▶ _Records of labeled boxes_:
◆ ◆ ◆ ◆ ◆ ◆ ◆
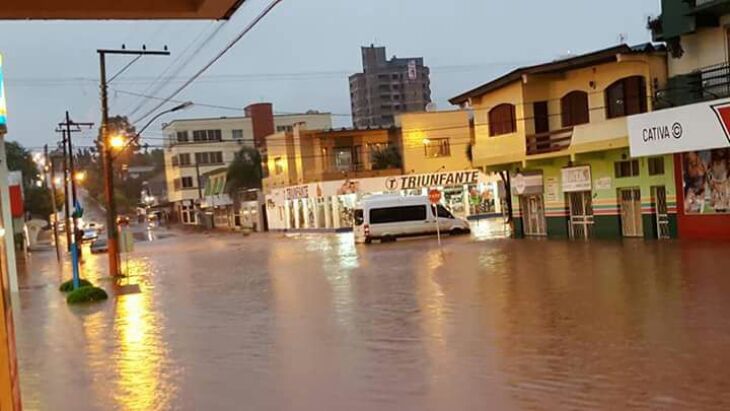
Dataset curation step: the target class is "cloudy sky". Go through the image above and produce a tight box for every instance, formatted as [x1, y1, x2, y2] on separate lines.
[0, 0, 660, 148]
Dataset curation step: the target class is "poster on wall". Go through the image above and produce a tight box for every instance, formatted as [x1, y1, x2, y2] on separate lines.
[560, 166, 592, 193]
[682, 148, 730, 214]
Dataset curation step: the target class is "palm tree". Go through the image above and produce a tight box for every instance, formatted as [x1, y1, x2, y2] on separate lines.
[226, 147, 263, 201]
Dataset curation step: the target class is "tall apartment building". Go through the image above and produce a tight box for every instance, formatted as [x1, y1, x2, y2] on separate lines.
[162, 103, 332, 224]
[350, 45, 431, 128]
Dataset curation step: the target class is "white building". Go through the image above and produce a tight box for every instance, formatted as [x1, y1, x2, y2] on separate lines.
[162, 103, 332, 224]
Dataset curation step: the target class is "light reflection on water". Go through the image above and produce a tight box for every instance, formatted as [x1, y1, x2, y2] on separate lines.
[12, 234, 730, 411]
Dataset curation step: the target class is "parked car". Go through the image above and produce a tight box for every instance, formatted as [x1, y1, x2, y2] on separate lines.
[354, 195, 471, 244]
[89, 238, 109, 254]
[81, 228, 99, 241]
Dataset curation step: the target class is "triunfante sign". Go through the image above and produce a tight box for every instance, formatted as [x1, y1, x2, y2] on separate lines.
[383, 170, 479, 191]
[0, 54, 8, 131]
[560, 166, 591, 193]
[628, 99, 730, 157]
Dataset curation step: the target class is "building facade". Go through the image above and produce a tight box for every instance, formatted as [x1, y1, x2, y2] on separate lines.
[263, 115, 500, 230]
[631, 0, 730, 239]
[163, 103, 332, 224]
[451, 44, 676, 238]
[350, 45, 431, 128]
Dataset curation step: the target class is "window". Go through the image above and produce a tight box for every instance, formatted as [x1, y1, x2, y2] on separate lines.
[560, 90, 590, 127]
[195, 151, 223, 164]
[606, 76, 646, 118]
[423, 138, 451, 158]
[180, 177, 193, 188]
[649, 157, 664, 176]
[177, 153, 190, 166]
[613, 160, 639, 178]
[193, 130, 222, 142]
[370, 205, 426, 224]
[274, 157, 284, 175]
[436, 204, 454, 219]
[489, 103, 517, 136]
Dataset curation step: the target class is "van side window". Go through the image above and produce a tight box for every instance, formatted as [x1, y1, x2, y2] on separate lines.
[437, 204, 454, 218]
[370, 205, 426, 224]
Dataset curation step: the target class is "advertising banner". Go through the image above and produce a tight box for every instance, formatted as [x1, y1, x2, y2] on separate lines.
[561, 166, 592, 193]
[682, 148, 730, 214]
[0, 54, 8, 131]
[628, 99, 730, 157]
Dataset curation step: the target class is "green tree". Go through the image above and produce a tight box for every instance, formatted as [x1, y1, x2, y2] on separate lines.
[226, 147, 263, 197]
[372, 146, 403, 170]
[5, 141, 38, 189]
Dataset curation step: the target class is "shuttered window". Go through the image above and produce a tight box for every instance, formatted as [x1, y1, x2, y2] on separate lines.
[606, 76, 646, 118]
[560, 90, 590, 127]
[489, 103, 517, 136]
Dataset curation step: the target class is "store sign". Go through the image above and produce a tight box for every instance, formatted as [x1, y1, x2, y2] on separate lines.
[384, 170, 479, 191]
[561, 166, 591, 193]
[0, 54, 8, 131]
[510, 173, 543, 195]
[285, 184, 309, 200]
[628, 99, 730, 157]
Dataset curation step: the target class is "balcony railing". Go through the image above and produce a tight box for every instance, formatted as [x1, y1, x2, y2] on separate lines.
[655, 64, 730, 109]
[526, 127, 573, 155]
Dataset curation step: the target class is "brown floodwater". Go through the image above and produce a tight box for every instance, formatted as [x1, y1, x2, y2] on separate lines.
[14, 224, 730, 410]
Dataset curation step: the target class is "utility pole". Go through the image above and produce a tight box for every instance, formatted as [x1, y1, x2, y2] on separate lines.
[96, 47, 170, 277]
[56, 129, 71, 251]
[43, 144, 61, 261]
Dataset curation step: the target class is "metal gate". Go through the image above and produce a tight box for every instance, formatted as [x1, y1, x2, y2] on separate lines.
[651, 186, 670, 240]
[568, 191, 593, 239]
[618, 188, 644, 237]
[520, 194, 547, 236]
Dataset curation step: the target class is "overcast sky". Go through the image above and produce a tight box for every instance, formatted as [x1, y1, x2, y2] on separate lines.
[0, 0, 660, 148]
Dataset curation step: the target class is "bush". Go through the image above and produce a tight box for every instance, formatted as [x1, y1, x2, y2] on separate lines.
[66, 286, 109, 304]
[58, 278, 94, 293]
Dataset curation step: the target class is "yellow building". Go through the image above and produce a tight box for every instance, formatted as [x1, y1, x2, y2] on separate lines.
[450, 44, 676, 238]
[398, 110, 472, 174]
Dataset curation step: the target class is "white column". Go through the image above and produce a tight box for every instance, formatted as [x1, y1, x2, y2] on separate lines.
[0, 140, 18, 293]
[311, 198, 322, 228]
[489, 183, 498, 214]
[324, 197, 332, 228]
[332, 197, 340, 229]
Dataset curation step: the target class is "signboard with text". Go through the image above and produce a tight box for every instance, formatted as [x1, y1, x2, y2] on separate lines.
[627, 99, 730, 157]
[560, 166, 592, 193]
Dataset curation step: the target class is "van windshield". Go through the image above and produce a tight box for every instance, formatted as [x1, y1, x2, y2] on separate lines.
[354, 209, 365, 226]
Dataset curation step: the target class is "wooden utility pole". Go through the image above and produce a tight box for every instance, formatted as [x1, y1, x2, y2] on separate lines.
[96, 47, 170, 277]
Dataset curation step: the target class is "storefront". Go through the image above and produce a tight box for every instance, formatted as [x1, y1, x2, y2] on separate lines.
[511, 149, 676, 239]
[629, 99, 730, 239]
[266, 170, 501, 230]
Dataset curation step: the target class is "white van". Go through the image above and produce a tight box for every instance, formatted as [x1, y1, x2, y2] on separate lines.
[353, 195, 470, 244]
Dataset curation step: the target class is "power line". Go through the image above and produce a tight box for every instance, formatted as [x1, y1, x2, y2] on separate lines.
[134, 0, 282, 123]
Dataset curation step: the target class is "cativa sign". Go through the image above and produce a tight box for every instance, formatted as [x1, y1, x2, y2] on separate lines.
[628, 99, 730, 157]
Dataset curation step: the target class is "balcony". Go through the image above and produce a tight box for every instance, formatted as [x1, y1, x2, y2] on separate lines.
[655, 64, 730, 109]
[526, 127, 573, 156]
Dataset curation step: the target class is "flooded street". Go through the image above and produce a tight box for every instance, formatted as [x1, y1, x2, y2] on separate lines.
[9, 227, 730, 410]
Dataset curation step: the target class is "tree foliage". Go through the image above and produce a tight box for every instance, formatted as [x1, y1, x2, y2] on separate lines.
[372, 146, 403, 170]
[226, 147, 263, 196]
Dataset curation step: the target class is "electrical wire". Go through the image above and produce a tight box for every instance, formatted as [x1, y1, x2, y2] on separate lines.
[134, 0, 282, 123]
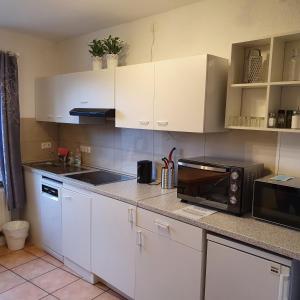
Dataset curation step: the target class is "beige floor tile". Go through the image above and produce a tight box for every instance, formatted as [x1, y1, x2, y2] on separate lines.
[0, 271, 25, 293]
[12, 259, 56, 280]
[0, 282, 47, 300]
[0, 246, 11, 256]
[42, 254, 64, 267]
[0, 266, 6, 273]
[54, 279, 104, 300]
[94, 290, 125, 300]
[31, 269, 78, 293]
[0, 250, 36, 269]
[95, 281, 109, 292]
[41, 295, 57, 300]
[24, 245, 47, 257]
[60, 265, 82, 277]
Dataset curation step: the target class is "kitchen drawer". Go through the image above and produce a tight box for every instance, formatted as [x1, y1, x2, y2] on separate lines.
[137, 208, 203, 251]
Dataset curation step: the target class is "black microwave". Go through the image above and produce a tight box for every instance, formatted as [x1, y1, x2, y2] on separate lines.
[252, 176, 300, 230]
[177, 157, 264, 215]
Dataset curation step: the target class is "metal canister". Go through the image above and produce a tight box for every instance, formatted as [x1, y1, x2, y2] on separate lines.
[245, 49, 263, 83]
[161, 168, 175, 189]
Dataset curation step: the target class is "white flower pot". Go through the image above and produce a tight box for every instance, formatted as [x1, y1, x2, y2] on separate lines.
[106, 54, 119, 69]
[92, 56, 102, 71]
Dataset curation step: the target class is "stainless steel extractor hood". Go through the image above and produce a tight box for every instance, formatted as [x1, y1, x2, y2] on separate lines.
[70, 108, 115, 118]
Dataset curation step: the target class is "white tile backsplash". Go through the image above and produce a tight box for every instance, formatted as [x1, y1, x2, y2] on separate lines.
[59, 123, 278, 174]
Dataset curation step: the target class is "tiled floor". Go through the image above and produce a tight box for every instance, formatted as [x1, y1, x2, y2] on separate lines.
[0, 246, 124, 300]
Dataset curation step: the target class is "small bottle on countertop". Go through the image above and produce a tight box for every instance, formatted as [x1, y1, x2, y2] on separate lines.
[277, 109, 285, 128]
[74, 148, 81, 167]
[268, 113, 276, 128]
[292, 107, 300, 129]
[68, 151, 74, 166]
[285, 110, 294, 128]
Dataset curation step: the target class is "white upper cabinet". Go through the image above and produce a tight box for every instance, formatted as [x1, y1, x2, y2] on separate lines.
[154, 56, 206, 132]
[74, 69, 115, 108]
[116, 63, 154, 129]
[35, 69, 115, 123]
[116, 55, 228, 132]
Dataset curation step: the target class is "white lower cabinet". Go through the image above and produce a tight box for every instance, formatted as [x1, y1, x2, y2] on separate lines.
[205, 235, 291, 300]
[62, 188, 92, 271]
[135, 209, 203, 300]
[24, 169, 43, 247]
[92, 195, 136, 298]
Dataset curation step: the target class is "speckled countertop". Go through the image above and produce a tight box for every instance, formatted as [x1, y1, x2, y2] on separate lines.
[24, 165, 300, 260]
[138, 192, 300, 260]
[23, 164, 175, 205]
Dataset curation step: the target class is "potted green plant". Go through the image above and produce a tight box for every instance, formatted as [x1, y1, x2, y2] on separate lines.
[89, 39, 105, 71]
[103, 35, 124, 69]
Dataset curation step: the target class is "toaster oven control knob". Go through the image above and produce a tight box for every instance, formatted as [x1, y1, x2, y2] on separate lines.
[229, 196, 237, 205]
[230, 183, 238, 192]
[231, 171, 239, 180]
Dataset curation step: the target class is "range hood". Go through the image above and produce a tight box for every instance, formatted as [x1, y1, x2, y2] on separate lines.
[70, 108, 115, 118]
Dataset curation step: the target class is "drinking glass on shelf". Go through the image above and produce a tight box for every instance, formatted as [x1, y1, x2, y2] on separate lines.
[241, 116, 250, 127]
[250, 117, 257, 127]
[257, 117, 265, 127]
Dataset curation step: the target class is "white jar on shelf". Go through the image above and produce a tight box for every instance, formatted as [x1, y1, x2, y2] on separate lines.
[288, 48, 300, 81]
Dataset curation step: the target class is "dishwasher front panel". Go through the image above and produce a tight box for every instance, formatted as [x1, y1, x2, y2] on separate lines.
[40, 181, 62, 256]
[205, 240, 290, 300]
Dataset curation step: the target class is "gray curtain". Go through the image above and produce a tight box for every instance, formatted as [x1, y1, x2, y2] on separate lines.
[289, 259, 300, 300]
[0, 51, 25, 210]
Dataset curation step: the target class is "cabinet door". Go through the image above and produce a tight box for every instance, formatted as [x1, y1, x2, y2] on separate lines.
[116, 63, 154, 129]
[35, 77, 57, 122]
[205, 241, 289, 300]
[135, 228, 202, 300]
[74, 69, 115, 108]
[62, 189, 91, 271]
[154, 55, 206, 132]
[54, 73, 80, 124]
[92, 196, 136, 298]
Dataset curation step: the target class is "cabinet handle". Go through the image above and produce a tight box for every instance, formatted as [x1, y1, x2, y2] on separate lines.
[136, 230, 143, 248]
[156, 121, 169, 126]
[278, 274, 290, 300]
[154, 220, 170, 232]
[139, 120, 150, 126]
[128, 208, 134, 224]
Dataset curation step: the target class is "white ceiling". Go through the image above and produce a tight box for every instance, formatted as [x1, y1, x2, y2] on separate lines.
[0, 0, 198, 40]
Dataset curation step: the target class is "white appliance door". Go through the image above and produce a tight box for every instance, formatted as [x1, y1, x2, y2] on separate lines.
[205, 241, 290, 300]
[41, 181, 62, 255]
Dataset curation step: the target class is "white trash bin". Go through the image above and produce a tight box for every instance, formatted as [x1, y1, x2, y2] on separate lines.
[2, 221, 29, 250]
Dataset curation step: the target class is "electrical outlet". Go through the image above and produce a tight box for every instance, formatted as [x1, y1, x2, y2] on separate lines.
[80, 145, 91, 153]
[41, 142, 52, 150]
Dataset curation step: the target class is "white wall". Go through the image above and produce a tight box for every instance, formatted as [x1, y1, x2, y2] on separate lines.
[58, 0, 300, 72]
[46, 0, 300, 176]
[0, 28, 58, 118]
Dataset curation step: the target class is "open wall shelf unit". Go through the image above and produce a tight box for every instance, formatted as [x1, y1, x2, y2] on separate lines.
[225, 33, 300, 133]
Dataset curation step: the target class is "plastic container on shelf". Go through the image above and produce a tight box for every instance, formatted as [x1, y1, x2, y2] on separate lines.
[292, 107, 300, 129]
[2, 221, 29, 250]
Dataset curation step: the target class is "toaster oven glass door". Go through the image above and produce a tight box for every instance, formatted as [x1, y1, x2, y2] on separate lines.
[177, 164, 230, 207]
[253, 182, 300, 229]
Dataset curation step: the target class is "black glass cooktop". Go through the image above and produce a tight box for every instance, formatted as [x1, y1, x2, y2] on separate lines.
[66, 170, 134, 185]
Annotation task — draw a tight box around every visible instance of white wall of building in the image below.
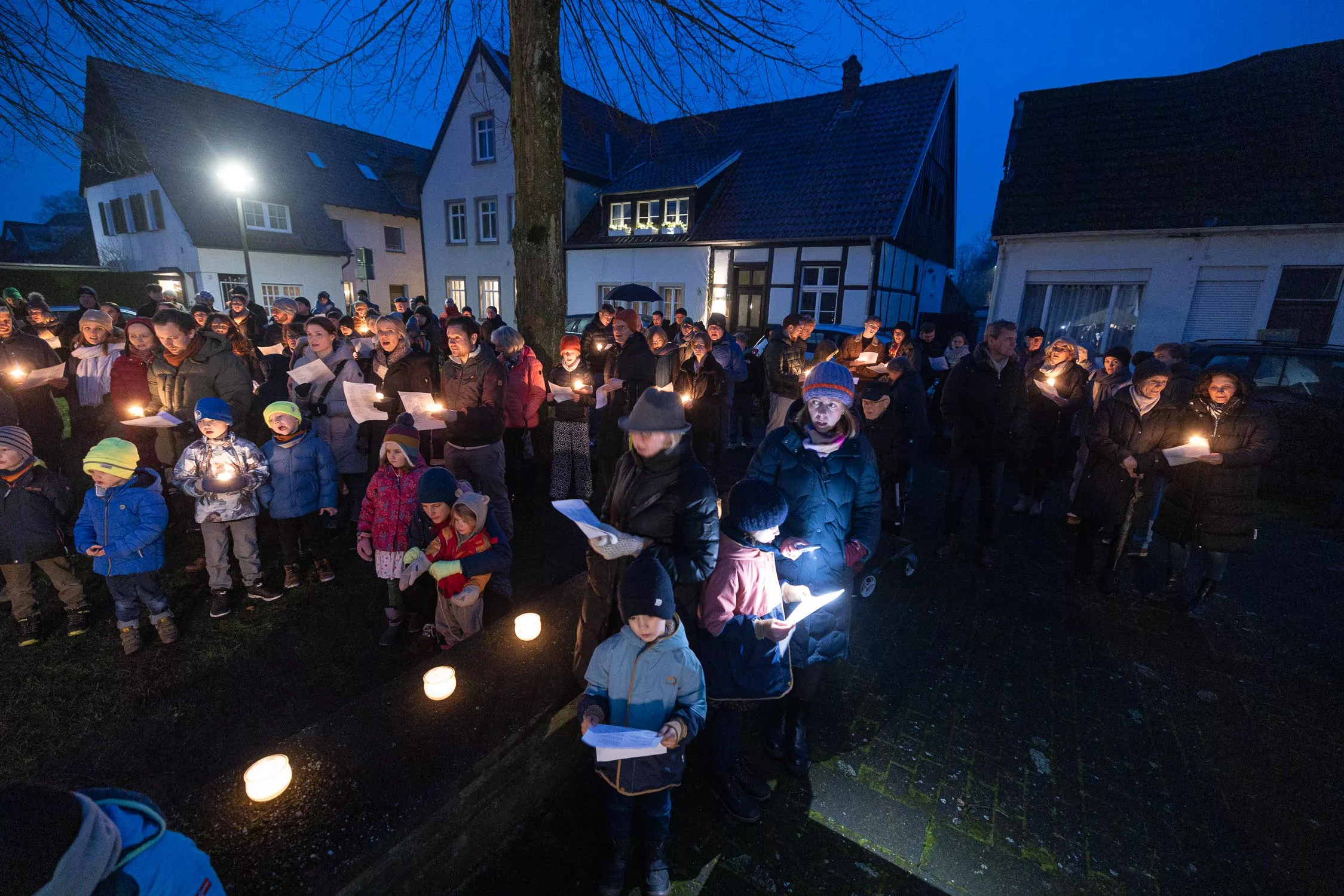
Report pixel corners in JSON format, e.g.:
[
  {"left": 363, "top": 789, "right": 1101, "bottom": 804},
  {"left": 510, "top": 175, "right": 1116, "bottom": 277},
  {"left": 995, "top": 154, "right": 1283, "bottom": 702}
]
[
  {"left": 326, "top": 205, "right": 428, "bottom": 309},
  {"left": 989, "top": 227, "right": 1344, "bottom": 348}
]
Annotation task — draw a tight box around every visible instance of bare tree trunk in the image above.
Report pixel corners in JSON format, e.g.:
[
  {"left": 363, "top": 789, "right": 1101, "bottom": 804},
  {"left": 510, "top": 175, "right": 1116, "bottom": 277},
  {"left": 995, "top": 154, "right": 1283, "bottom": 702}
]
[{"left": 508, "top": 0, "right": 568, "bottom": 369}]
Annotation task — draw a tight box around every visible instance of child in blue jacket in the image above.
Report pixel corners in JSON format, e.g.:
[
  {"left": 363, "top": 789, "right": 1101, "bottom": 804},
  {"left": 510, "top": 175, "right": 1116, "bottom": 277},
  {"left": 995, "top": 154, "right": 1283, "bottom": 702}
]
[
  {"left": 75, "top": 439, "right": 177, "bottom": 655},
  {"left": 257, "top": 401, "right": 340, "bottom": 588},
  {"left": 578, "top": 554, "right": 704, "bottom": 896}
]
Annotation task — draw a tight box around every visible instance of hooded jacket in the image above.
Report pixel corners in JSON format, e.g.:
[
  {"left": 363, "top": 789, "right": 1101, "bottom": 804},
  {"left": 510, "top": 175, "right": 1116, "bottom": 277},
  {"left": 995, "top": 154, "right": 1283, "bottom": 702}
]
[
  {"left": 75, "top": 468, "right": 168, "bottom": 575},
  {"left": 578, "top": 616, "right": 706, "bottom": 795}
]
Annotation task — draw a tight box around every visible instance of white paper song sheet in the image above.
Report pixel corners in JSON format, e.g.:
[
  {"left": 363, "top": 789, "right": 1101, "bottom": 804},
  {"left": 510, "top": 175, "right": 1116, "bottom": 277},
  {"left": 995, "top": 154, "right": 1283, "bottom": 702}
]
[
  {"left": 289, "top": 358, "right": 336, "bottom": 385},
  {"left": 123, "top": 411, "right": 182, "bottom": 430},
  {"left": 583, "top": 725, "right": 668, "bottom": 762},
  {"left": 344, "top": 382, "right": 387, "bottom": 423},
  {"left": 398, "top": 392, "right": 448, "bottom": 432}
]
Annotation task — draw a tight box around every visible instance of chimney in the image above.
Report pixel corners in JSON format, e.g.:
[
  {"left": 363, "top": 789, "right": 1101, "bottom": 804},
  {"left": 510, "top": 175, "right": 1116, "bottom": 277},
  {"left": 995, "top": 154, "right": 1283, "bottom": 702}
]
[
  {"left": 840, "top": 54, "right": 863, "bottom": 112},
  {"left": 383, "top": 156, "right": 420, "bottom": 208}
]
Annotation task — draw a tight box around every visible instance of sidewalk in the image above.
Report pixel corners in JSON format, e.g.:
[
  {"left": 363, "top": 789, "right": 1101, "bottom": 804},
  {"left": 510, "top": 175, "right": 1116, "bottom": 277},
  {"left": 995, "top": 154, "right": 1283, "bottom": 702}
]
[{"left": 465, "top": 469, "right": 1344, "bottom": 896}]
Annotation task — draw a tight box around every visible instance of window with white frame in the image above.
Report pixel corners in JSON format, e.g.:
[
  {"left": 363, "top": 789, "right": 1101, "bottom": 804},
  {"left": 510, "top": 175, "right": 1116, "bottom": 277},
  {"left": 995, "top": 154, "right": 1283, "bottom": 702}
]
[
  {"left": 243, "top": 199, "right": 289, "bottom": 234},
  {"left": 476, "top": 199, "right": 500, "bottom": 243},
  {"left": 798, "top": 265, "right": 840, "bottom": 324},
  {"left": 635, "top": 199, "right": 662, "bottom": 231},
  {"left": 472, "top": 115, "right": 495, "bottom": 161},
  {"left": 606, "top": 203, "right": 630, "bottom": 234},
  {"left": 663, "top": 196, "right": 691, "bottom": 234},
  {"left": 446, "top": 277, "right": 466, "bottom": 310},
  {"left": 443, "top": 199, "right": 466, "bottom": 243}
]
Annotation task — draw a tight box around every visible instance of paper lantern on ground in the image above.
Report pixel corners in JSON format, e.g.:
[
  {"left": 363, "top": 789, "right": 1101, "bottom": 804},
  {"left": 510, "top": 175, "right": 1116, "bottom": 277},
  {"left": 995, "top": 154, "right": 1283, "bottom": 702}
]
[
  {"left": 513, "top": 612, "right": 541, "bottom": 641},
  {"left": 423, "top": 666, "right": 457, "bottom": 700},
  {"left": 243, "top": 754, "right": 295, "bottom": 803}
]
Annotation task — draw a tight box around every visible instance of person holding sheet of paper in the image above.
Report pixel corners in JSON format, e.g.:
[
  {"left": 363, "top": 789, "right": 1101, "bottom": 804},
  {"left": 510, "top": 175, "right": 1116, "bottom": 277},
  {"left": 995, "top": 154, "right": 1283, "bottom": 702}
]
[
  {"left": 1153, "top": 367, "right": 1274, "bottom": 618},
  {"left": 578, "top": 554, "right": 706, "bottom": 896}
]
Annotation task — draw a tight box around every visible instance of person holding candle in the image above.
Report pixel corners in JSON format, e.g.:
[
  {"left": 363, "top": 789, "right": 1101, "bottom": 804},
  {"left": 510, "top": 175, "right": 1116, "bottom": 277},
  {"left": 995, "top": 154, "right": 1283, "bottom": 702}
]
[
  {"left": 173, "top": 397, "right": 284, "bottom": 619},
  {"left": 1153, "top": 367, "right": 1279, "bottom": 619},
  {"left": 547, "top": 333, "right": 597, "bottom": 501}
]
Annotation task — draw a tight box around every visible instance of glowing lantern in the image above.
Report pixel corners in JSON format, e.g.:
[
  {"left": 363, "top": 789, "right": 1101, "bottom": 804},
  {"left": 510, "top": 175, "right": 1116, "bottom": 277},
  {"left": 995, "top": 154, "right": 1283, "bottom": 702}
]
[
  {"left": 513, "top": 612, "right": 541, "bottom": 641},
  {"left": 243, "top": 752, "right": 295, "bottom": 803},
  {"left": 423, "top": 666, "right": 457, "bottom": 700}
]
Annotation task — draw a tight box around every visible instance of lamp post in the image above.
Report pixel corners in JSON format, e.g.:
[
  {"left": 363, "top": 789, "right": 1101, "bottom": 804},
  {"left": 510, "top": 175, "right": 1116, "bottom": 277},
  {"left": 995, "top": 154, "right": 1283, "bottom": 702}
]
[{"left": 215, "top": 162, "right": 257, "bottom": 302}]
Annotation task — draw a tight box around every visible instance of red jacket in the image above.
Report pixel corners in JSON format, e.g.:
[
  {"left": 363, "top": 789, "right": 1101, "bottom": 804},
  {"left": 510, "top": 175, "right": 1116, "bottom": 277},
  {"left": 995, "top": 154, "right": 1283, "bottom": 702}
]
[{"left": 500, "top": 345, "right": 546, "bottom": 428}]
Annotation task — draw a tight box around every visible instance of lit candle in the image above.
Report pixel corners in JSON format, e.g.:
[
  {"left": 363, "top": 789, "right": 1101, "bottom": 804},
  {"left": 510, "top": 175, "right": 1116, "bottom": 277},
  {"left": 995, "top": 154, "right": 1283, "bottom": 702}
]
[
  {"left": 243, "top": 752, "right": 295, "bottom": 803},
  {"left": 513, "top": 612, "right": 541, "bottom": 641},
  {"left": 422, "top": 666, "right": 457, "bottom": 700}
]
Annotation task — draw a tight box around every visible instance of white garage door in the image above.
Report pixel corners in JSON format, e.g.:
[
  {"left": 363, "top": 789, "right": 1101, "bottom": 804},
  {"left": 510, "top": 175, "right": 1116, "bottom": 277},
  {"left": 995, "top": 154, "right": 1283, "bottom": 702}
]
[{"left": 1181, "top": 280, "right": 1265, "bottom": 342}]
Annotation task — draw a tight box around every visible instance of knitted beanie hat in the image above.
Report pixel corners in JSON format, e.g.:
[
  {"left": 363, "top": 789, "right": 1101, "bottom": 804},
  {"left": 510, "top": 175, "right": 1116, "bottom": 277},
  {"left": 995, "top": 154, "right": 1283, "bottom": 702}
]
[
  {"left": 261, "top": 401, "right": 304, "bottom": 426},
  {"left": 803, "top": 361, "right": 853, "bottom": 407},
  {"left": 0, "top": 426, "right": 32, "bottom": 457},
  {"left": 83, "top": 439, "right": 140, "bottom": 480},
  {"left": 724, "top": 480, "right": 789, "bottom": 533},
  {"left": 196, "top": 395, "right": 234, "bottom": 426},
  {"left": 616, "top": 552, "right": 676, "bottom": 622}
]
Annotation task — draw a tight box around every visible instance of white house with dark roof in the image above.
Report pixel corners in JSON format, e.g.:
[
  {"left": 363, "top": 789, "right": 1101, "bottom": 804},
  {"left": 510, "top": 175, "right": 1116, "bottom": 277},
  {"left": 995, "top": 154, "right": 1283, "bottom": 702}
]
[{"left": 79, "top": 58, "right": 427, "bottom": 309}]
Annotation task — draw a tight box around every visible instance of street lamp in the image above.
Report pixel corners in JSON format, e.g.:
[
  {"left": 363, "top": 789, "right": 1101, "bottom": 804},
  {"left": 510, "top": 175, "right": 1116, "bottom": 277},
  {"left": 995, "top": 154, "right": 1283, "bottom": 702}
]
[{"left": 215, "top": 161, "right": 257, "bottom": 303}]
◆ ◆ ◆ ◆ ◆ ◆ ◆
▶ _STATED GOAL_: Return each line of the records above that contains the word "balcony".

▶ _EXERCISE OUTPUT_:
Dataset curation step: the target class is "balcony railing". Go through the image above and produce a tight box for every instance, formatted as [x1, y1, x2, y2] on separate lines.
Dataset curation step: the target class is "balcony". Go through the image above and produce a tight box for every instance, formatted as [x1, y1, x2, y2] on separate lines.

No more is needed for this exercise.